### REQUEST:
In the passage on terms for unmarried partners, give the stretch from "Without a useful" through "to the world." again, swapping "awkward" for "clumsy".

### SOURCE EXTRACT:

Without a useful and comfortable expression, introductions are awkward, explanations to family members embarrassing. Partners need terms to communicate their own expectations, as well as convey the nature of their relationship to the world.

Marriage “is a convenient social shorthand,” says Nick King, 42, unmarried to Jennifer Fishman, his live-in partner, with whom he has a daughter. “If you strip away all the religious and legal trappings of marriage, it continues to be a way to efficiently signal one’s commitment and seriousness to others.”

There is less tension surrounding the issue in Montreal, where Nick and Jennifer, both American, are university professors. They prefer the term “partner,” but note that in Quebec, where such arrangements are common, “spouse” signifies the same thing. It is possible, in Montreal, anyway, to live together with your “spouse” and raise a family without a marriage contract or even comment.

In France, Valerie Trierweiler is not married to her partner, President Francois Hollande. She is widely reported to prefer the term “compagne” (companion), which is common usage in France. (In French, words have handy gender endings, so it’s clear whether your “companion” is male or female.) The French are widely reported to be indifferent to their arrangement.

### SUPPLIED DATA:
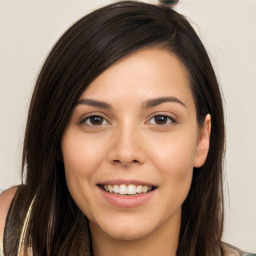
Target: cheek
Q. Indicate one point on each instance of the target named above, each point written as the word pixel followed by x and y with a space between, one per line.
pixel 174 158
pixel 81 155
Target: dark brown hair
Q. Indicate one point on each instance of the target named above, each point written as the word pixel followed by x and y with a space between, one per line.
pixel 56 225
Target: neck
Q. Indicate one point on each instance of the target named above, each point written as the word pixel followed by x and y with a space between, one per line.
pixel 162 241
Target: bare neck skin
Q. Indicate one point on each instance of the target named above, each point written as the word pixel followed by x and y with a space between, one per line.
pixel 162 241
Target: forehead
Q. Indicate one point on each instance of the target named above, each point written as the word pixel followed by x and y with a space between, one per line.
pixel 147 73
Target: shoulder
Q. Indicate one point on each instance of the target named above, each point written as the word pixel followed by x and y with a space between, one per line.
pixel 5 202
pixel 230 250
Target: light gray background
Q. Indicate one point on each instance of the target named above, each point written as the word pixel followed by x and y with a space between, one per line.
pixel 28 29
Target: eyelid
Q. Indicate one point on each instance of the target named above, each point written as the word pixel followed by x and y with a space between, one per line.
pixel 167 115
pixel 92 114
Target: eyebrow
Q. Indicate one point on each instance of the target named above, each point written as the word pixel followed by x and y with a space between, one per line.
pixel 147 104
pixel 157 101
pixel 94 103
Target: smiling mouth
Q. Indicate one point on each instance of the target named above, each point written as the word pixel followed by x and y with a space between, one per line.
pixel 130 189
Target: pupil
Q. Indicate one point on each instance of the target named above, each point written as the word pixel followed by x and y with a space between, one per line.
pixel 161 119
pixel 96 120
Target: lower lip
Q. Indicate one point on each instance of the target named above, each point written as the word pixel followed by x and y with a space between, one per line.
pixel 127 201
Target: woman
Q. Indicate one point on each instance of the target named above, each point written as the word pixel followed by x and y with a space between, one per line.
pixel 124 143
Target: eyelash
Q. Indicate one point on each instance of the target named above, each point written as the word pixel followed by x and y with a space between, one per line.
pixel 165 117
pixel 88 120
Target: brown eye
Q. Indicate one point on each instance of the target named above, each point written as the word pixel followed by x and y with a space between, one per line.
pixel 95 121
pixel 161 120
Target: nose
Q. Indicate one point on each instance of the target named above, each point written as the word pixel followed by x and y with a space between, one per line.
pixel 126 148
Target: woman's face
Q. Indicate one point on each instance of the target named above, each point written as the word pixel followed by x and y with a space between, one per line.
pixel 131 144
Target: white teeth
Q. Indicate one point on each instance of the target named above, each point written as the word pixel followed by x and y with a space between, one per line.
pixel 139 189
pixel 109 188
pixel 144 189
pixel 130 189
pixel 116 189
pixel 123 190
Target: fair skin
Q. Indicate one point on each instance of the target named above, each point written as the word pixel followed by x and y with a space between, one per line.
pixel 145 133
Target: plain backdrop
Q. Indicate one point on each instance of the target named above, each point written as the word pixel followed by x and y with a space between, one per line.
pixel 28 29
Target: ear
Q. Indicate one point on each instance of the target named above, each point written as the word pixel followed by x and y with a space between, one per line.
pixel 203 142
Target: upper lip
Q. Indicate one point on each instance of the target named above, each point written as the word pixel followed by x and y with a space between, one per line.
pixel 126 182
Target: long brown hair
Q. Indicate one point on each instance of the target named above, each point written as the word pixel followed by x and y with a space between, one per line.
pixel 56 226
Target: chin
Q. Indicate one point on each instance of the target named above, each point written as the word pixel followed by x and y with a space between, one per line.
pixel 123 230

### WRITTEN REPLY:
Without a useful and comfortable expression, introductions are clumsy, explanations to family members embarrassing. Partners need terms to communicate their own expectations, as well as convey the nature of their relationship to the world.